Exercise inputs -
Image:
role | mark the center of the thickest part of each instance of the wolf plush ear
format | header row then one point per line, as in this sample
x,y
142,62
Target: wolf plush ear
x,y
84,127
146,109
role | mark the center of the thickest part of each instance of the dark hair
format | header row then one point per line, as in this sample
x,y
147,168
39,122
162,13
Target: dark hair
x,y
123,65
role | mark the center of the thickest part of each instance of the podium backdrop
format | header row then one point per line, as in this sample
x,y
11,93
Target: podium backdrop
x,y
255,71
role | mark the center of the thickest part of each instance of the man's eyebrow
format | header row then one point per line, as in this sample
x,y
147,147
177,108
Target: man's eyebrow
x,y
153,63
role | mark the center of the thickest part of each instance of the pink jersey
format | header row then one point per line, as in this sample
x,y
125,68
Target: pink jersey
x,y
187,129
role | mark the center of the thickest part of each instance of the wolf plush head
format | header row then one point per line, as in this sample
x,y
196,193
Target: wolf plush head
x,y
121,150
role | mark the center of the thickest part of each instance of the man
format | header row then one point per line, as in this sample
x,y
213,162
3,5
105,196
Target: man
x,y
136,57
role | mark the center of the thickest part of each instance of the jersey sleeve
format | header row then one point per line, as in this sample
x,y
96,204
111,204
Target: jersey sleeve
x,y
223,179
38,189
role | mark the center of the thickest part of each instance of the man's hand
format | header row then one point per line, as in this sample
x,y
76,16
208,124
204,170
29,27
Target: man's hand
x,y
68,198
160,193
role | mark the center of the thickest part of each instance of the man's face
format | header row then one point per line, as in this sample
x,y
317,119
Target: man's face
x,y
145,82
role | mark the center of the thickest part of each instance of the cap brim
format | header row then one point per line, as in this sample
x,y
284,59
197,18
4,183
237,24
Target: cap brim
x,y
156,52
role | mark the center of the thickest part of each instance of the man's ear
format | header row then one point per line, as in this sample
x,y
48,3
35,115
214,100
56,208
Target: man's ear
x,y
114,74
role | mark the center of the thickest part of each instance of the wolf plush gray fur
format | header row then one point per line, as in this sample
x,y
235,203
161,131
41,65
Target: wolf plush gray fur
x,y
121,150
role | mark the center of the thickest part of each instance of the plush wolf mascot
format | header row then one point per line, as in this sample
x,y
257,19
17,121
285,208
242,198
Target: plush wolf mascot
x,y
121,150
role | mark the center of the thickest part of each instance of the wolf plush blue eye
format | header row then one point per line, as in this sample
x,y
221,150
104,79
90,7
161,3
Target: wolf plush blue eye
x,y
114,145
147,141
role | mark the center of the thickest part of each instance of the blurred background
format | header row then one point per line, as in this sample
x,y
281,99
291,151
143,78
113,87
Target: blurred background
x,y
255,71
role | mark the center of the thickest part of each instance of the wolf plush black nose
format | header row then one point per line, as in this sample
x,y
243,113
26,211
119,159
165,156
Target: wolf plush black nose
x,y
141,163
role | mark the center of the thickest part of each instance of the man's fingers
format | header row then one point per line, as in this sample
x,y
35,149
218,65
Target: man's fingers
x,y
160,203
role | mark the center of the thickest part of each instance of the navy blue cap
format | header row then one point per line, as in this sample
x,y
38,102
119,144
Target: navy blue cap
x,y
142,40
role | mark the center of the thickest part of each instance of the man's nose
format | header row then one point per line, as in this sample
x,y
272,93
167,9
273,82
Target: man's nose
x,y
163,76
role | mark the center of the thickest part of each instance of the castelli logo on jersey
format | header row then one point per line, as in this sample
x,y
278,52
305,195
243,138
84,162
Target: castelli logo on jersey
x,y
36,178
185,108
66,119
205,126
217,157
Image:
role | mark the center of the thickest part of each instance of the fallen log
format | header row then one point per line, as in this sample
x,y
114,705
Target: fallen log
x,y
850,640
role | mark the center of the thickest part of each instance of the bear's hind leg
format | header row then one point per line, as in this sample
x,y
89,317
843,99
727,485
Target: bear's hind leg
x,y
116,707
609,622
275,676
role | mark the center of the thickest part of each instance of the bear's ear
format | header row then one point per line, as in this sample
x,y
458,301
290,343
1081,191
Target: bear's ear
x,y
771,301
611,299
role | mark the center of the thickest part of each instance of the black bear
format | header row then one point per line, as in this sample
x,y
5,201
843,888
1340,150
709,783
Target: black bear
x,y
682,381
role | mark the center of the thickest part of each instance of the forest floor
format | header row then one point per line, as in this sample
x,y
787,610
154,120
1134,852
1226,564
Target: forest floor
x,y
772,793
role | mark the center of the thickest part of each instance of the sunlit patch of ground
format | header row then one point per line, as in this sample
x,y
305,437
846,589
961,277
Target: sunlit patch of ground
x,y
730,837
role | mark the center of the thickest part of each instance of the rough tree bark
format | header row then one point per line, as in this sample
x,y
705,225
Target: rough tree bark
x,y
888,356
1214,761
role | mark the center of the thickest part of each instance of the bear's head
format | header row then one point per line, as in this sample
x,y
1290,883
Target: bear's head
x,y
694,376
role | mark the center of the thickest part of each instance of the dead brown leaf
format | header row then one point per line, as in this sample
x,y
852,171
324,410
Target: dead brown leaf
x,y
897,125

Task prompt - Reproduce the lines word for word, starting at the line that contains "the bear's ear" and ending at the final line, with both of those lines included.

Exercise response -
role | mark the center of the thickest part of each instance of the bear's ear
format | header row then one point per line, as in this sample
x,y
458,301
290,343
1081,191
Target: bear's ear
x,y
771,301
611,299
role | mark the center of the thickest part of each instance of the black bear
format | header row then one point per line, as in this sample
x,y
5,201
843,888
1340,150
709,783
Target: black bear
x,y
682,381
role | mark the center of the thickest part of each instance of the forest floor
format | header row then one point per line, as in this sample
x,y
787,610
154,120
1134,852
1226,564
Target: forest floor
x,y
772,793
role | mark the center of the thickest part of each instance of the sunlit patch of ground
format | header row then one point per line, as in this sample
x,y
305,437
846,589
961,277
Target: sunlit patch of ground
x,y
730,837
role | mark the center of the thickest part of each instance of the rough tree bark
format | header row then one point per line, as in this sample
x,y
705,225
Target: rough tree bark
x,y
888,356
1214,761
role | mark the center of the thickest part of each instance of the bear's head
format | header row then one point per line, as in this sample
x,y
1290,883
Target: bear's head
x,y
694,376
role | mark the center of the thickest part of each instance of the dead brown leaf
format | header row then one point per line, as in this sample
x,y
852,171
324,410
Target: dead brown leaf
x,y
897,125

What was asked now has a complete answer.